Please return each record exactly, leaving nothing out.

Given data →
══════
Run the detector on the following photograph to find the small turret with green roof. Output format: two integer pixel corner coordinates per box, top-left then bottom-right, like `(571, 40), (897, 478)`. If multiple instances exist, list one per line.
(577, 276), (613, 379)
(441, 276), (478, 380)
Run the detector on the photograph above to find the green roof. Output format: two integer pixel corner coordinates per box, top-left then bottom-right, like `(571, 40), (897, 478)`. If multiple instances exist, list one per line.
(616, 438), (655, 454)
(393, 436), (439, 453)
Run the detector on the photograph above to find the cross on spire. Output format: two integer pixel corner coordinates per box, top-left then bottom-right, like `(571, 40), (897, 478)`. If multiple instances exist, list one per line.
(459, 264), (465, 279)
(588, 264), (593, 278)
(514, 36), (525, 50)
══════
Response box →
Run the detector on the following photograph to find the small turret with green roof. Output format: two integer pixel corner coordinates per box, top-left then bottom-right, like `(571, 40), (897, 478)`. If multiple instances exist, list one per line.
(577, 276), (613, 379)
(441, 276), (478, 380)
Run the detector on the photograph above to find the green roof. Output format: two integer pixel corner coordinates per box, top-left then bottom-right, like `(571, 40), (897, 478)`. If multiple instances exist, list one per line.
(616, 438), (655, 454)
(393, 436), (439, 453)
Run the detector on the photograph above to find the cross on spire. Output format: two integer pixel corner coordinates per box, top-left then bottom-right, like `(571, 40), (897, 478)`. If multiple instances exist, list one per line.
(459, 264), (465, 279)
(588, 264), (593, 278)
(514, 36), (525, 50)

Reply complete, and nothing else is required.